▶ WORK TO BE COMPLETED: How many lines in the material below contain the string "outcrop"? Case counts. Give only the number.

* Start SUPPLIED DATA *

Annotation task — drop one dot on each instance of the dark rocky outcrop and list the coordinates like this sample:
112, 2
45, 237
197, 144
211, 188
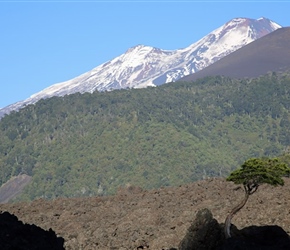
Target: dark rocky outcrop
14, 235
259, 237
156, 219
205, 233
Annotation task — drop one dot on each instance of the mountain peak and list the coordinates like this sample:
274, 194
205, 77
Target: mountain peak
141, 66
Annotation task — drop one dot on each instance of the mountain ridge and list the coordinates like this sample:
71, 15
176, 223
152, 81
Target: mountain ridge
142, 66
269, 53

* End SUPPLIED DATA *
* Start SUPPLIED DATA *

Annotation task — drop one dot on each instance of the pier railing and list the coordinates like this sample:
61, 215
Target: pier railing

* End SUPPLIED DATA *

▶ WRITTEN SOLUTION: 2